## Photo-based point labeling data
- - -
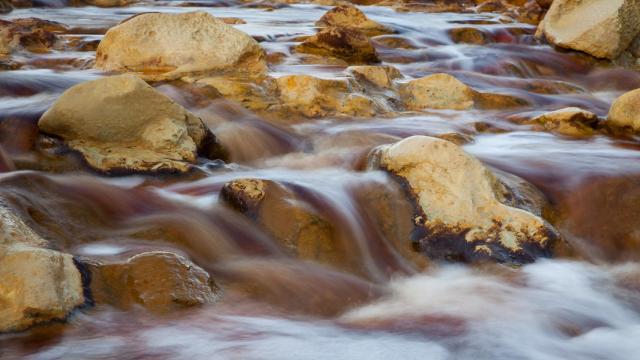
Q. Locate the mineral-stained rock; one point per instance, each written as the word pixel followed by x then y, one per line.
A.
pixel 570 121
pixel 443 91
pixel 121 123
pixel 36 284
pixel 378 76
pixel 311 96
pixel 603 29
pixel 161 46
pixel 32 34
pixel 349 16
pixel 458 212
pixel 625 111
pixel 300 230
pixel 160 281
pixel 350 45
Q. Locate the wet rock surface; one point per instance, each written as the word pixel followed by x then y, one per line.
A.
pixel 121 123
pixel 459 214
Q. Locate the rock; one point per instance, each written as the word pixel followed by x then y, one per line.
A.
pixel 349 16
pixel 160 281
pixel 570 121
pixel 443 91
pixel 603 29
pixel 121 123
pixel 311 96
pixel 347 44
pixel 38 285
pixel 31 34
pixel 459 215
pixel 301 231
pixel 108 3
pixel 624 111
pixel 174 45
pixel 378 76
pixel 437 91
- - -
## WHAT TO DO
Present all the lines above as a numbered list, dropping any blank lines and leaving out the pictures.

## THE REPLY
1. Q. Locate the mineral-stained rock; one point per instance, each written as the word pixel followed by x then y, one per line.
2. A.
3. pixel 570 121
4. pixel 443 91
5. pixel 121 123
6. pixel 36 284
7. pixel 378 76
8. pixel 311 96
9. pixel 603 29
10. pixel 161 46
11. pixel 32 34
12. pixel 349 16
13. pixel 458 212
14. pixel 625 111
15. pixel 300 230
16. pixel 160 281
17. pixel 350 45
18. Q. Locate the wet rock surface; one point per instance, each written as the word pixel followed by x then y, one per line.
19. A.
20. pixel 121 123
21. pixel 459 214
22. Q. Locate the rock; one point per instance, each written as the word pixel followed by x then y, one per line.
23. A.
24. pixel 349 16
25. pixel 160 281
26. pixel 570 121
27. pixel 443 91
28. pixel 603 29
29. pixel 121 123
30. pixel 311 96
31. pixel 347 44
32. pixel 38 285
33. pixel 31 34
34. pixel 459 215
35. pixel 301 231
36. pixel 108 3
37. pixel 624 111
38. pixel 174 45
39. pixel 378 76
40. pixel 437 91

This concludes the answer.